• Preguntas:
a – Copia sin cambios el fragmento del texto sobre la pobreza que va desde "Tenemos muy interiorizada" hasta "techo, alimentos, agua.".
b – En el texto sobre la pobreza, convierte en una lista breve el párrafo que empieza con "Tenemos muy interiorizada la idea", sin perder sus datos principales.
c – Sigue escribiendo el texto sobre la pobreza a partir de su última oración.

La pobreza es un fenómeno que se extiende por toda la Tierra y es un tema no sólo apasionante sino urgente. No he escrito sobre él porque implica romper conmigo mismo y tendría que romper conmigo porque yo siempre he vivido en la otra orilla de la problemática; muy cómodo, muy pleno y no obstante siento que no puedo ignorar que el mundo en el que vivimos es un mundo dominado por la pobreza. Además, me siento impotente, incapacitado ante una situación tan compleja.
Tenemos muy interiorizada la idea tradicional según la cual la pobreza es la falta de ingresos, sin embargo, la pobreza implica la carencia de varios tipos de libertad y de muchos servicios ajenos a nuestro manejo, como la falta de educación, de servicios sanitarios, de salud y medicamentos, la situación de subordinación de la mujer, las condiciones medioambientales comprometidas, falta de empleo, etc. A gran parte de la humanidad se le priva de los derechos humanos básicos, como el derecho a un techo, alimentos, agua.

• Datos:

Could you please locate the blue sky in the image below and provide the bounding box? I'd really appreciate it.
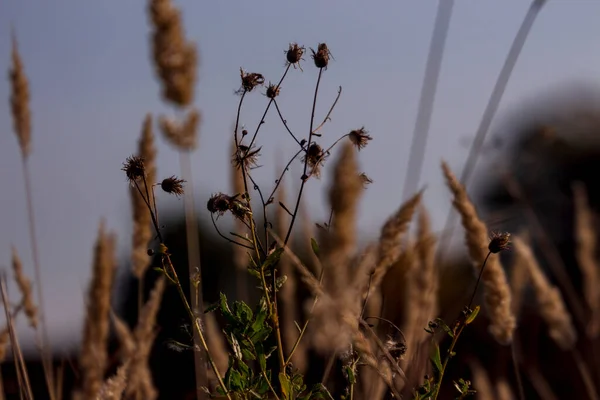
[0,0,600,345]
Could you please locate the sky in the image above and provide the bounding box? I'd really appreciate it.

• Respuestas esperadas:
a –
Tenemos muy interiorizada la idea tradicional según la cual la pobreza es la falta de ingresos, sin embargo, la pobreza implica la carencia de varios tipos de libertad y de muchos servicios ajenos a nuestro manejo, como la falta de educación, de servicios sanitarios, de salud y medicamentos, la situación de subordinación de la mujer, las condiciones medioambientales comprometidas, falta de empleo, etc. A gran parte de la humanidad se le priva de los derechos humanos básicos, como el derecho a un techo, alimentos, agua.

b –
- Solemos pensar que la pobreza es solo falta de ingresos.
- En realidad supone la falta de varios tipos de libertad y de muchos servicios que no dependen de nosotros:
  - educación
  - servicios sanitarios
  - salud y medicamentos
  - empleo
- También incluye la subordinación de la mujer y condiciones medioambientales comprometidas.
- A gran parte de la humanidad se le niegan derechos humanos básicos, como un techo, alimentos y agua.

c –
Todas las propuestas y planes para analizar y corregir este problema únicamente son paliativas, son distractores y sólo empeoran la situación. Los planes que se desarrollan fallan porque la mayoría de las acciones que se llevan a cabo apoyan políticas que conducen al hambre, debido a que se tiene que sostener el poder, la liberalización económica y crear una homogeneidad cultural, un orden social “adecuado”.
Reducir la pobreza implica solucionar muchas de estas carencias. Para ello hay que aumentar el poder de las personas pobres y garantizar que las prestaciones se amplíen y que las deficiencias se eliminen. Solamente con políticas esencialmente diferentes, con proyectos basados en la dignidad y la justicia, fundamentados en el respeto hacia la libertad de las personas y de las comunidades, se puede acabar con el hambre y la falta de lo más elemental. Esto es posible, es urgente y es un compromiso de todos nosotros, con la humanidad, con la vida.